Your goal -
Copy each of the records below word for word, but leave the pictures out.

Extracted records -
:::
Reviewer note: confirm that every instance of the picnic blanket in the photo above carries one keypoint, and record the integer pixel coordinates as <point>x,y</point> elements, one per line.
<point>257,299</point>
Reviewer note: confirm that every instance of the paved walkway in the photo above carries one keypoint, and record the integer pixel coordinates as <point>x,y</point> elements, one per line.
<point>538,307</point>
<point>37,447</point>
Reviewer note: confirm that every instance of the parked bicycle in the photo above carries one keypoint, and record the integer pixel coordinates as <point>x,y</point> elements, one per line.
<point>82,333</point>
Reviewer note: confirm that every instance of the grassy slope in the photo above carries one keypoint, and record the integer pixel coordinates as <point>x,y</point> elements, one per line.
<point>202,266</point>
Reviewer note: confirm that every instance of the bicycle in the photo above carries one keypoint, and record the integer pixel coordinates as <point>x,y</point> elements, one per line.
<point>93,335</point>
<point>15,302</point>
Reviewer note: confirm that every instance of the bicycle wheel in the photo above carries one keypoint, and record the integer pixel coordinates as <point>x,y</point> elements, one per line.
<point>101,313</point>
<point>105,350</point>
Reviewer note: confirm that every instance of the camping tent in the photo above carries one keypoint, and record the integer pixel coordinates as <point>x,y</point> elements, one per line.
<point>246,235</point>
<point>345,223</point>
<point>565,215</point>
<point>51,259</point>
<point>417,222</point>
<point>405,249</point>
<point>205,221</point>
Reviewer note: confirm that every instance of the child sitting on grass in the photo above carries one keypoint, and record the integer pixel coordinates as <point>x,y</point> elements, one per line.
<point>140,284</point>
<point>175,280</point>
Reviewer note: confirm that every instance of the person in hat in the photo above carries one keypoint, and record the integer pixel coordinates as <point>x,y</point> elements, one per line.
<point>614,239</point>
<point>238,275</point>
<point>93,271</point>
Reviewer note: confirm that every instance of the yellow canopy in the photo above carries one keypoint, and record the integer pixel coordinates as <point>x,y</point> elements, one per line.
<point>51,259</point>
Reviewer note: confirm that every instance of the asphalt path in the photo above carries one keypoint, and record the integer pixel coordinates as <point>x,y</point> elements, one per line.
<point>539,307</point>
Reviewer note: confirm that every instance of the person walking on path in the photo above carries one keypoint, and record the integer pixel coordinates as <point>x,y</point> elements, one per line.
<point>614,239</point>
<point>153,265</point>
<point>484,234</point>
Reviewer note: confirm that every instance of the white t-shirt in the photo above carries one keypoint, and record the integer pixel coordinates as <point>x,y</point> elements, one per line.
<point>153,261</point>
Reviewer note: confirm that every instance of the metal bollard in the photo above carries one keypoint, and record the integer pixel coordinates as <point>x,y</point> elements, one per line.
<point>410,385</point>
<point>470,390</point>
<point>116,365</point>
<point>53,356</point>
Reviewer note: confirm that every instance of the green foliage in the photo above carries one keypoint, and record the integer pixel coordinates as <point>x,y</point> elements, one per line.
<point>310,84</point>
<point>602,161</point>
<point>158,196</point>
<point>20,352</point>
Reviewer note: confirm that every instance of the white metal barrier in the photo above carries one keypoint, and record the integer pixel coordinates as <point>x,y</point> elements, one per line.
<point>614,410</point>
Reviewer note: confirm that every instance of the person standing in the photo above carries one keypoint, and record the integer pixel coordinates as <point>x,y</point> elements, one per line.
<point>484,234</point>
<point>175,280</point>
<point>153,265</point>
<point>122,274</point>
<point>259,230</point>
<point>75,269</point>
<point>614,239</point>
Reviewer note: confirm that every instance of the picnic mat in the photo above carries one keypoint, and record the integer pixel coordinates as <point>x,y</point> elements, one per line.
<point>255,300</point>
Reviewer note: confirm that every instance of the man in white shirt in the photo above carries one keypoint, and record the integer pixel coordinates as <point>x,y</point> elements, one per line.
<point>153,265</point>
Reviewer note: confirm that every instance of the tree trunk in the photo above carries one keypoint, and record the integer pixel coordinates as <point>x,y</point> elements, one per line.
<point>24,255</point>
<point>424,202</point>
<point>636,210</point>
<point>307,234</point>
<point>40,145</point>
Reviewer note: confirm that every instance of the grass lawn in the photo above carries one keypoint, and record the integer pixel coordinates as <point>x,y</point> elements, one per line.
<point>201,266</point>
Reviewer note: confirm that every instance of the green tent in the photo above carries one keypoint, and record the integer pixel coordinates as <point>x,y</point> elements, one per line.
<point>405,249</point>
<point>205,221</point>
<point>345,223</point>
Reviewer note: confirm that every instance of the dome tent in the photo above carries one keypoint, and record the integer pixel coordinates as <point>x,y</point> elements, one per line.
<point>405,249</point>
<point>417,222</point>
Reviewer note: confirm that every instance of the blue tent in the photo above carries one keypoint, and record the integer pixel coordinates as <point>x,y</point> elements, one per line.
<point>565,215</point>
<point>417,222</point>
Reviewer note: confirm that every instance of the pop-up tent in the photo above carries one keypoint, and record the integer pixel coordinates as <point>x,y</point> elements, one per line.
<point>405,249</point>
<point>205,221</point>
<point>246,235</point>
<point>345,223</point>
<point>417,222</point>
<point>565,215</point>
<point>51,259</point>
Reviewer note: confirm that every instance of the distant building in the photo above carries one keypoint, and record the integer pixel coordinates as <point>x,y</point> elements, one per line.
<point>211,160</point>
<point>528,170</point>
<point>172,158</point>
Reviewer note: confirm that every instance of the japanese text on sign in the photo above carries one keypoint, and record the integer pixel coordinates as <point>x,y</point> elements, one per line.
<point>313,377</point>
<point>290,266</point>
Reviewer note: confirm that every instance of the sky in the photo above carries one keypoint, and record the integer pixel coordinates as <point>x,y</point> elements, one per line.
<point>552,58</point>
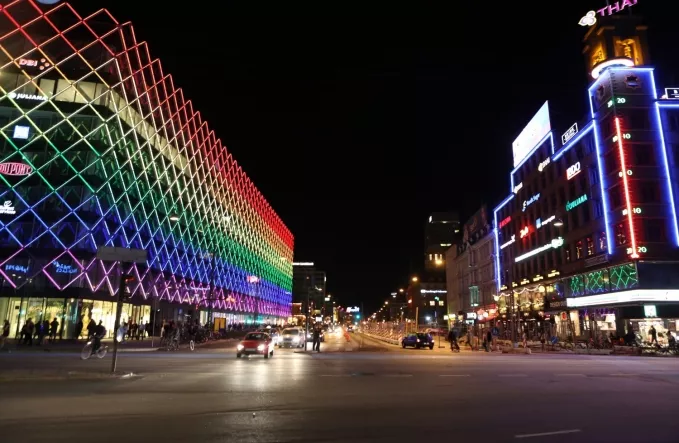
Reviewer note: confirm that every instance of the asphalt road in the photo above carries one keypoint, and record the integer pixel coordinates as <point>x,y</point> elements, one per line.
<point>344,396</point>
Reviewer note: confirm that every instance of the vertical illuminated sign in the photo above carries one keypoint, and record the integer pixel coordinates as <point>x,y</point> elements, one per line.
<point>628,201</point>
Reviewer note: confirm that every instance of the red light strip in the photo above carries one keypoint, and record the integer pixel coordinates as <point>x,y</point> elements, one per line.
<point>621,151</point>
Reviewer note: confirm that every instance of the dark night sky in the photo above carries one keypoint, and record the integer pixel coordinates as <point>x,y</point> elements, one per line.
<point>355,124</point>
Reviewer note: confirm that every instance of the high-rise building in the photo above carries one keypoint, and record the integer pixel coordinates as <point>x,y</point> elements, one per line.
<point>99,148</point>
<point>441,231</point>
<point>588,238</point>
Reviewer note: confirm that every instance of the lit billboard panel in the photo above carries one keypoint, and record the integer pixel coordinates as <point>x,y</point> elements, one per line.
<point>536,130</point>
:::
Complete response -
Reviewer note: confirm that every instance of the picnic blanket in the photo above carries one keypoint, and record the integer pixel coordinates as <point>x,y</point> elements, one per line.
<point>257,299</point>
Reviewer note: confirm that every instance of the paved walkway in the photo above carries one keypoint, and record the integer pixel coordinates as <point>x,y</point> elements, one per line.
<point>538,307</point>
<point>37,447</point>
Reviewer note: confirm that every instance of the parked bicycle in the photo above carries one keypoint, and record the integer pixel coordinates as <point>x,y</point> elements, one per line.
<point>82,333</point>
Reviewer note: confirm that every instance of the grassy slope in the photo above carries one keypoint, and record the integer pixel coordinates as <point>x,y</point> elements, one per line.
<point>202,266</point>
Reviewer note: confirm that every instance of the bicycle in the photo above carries one keypoint, and record the integer pixel coordinates as <point>x,y</point> elements, one per line.
<point>93,335</point>
<point>15,302</point>
Reviewer note: confirm that every instance of the bicycle wheel in the photo above carries one keypoint, and record the integer pixel coordinates as <point>x,y</point> elements, one per line.
<point>101,313</point>
<point>105,350</point>
Reviewer note: confirm that every instance of the camping tent in the photo above carries one keypoint, and record the integer pixel coordinates as <point>x,y</point> elements, one per line.
<point>246,235</point>
<point>345,223</point>
<point>565,215</point>
<point>51,259</point>
<point>417,222</point>
<point>405,249</point>
<point>205,221</point>
Reviewer note: confirm that every instance of the child sitting on grass in the photo above carries one keypoint, and record the integer pixel coordinates as <point>x,y</point> elements, one per line.
<point>140,284</point>
<point>175,280</point>
Reviewer note: confirm that every instance of the person in hat in the photo above carries one keypoint, and record the integer pixel coordinates as <point>x,y</point> elements, one per line.
<point>614,239</point>
<point>238,275</point>
<point>93,271</point>
Reviewer note: confirm that every instance of the yellow canopy in the photo above carries one keypoint, and record the integer pixel coordinates as <point>x,y</point> elements, one per line.
<point>51,259</point>
Reviewer note: confirm that every instance of the asphalt path in the photo above carries one keypoint, and record the integer pixel coordinates as <point>x,y</point> elements, one per line.
<point>539,307</point>
Reviewer note: confirm that every instance of the person walking on path in the photo above carries one keypoint, and record the integer pixel coordinates as <point>x,y</point> elements, one per line.
<point>614,239</point>
<point>153,265</point>
<point>484,234</point>
Reviewer note: confirm that every instance of the white t-shirt in the photo above carries one keypoint, and record the integer pixel coordinates as <point>x,y</point> elements, one per line.
<point>153,261</point>
Reviewer note: confirm that every instance of the metal bollard in the photo above carries one keypoint, and record the integer pixel coordinates as <point>x,y</point> elements, one per line.
<point>410,385</point>
<point>470,390</point>
<point>116,365</point>
<point>53,356</point>
Reviewer note: confirm that every instance of the green foliage in the photo above carries one keypoint, and record the integer pixel coordinates as <point>x,y</point> elements, one per line.
<point>310,84</point>
<point>602,161</point>
<point>158,196</point>
<point>20,352</point>
Reviewer note: confirm that every instance of the white metal barrier in the photo above carries one keypoint, and record the integer pixel coordinates as <point>x,y</point> elements, one per line.
<point>614,410</point>
Reviewer note: confirm that every instance of the person standing in the photo above carries one keypoint, and record the integer pixel coordinates as <point>x,y</point> elements, one per line.
<point>484,234</point>
<point>175,280</point>
<point>153,265</point>
<point>122,274</point>
<point>259,230</point>
<point>75,269</point>
<point>614,239</point>
Reviewer note: confirm that every instance of the picnic mat in the photo above carries one keypoint, and record the integer pixel coordinates as <point>x,y</point> elements, one per line.
<point>255,300</point>
Reviewer note: confirm that every instance of the man in white shirt in the photo above carries one keypoint, and record the integer pixel coordinates as <point>x,y</point> elements, one per line.
<point>153,265</point>
Reviewer note: confirm that every instance of the tree trunk in the photo above carries one keypoint, and record the integer pixel coordinates as <point>x,y</point> elements, one per line.
<point>24,255</point>
<point>424,202</point>
<point>636,210</point>
<point>307,234</point>
<point>40,145</point>
Reviewer note: confirm that every instance of the grass lawn in the photo above carries one keypoint, and record the integer pixel coordinates as <point>x,y</point> elements, one per line.
<point>201,266</point>
Reviewer note: confirm that every instance of the green tent in the photo above carries one keypoint, and record the integer pixel coordinates as <point>x,y</point> elements, one per line.
<point>405,249</point>
<point>205,221</point>
<point>345,223</point>
Reviewer note: confirm that every instance of the dome tent in the photo above carries one keypoint, and record the integer pixel coordinates as <point>x,y</point> elements, one per line.
<point>405,249</point>
<point>417,222</point>
Reviewer note: confirm that every instance of the blue tent in the photo above carries one keypoint, and record the integer pixel coordinates as <point>x,y</point> elements, one per line.
<point>565,215</point>
<point>417,222</point>
Reviewer note: confirm that every instance of the pop-up tent in the photo above carries one keypoint, and record the integer pixel coordinates as <point>x,y</point> elements, one per line.
<point>405,249</point>
<point>205,221</point>
<point>246,235</point>
<point>345,223</point>
<point>417,222</point>
<point>565,215</point>
<point>51,259</point>
Reviewer note: confirm that every instance of the distant building in the photo above carries one keypoint, and record the integer pixel coordinates as <point>x,y</point> elements, one per line.
<point>211,160</point>
<point>528,170</point>
<point>172,158</point>
Reviewer note: confirm that every instance of the japanese text on sign in the photo above carries one keypoint, and record the integer pixel coordinates as <point>x,y</point> elements, one per line.
<point>313,377</point>
<point>290,266</point>
Reviewer note: confirm that every instance of the sky in the photo above carries one keypoint, and record the integer pixel coordinates as <point>x,y</point> elements, one per line.
<point>552,58</point>
Reviewer note: confirm that every instance of the asphalt road in the photo above carries one keypoint, and record the integer pixel coordinates as <point>x,y</point> elements, one per line.
<point>344,396</point>
Reviewer note: confirm that every instance of the vertical illuminated sign in the photo above carries one keypoint, and record the integer pixel coordinates as <point>x,y</point> elements, one per line.
<point>628,201</point>
Reviewer note: confirm that every instance of the red light strip in the photo above carries one keypoint, and record the integer pixel coordinates as <point>x,y</point> elements, one per line.
<point>621,151</point>
Reviewer note: confirm that every instance of the dark night sky in the photo above carries one keypoint, and record the integer pixel coordinates as <point>x,y</point> elements, one per line.
<point>355,124</point>
Reviewer note: confirm that every instance of the high-rise building in the photo above carries one keypoint, and record the integer pixel coordinates as <point>x,y</point> elements, one per line.
<point>99,148</point>
<point>441,231</point>
<point>588,238</point>
Reviewer note: confirm that every instance of the lit billboard panel in the photo above carries one keypoint, and record the integer pixel coordinates as <point>x,y</point> elements, one per line.
<point>536,130</point>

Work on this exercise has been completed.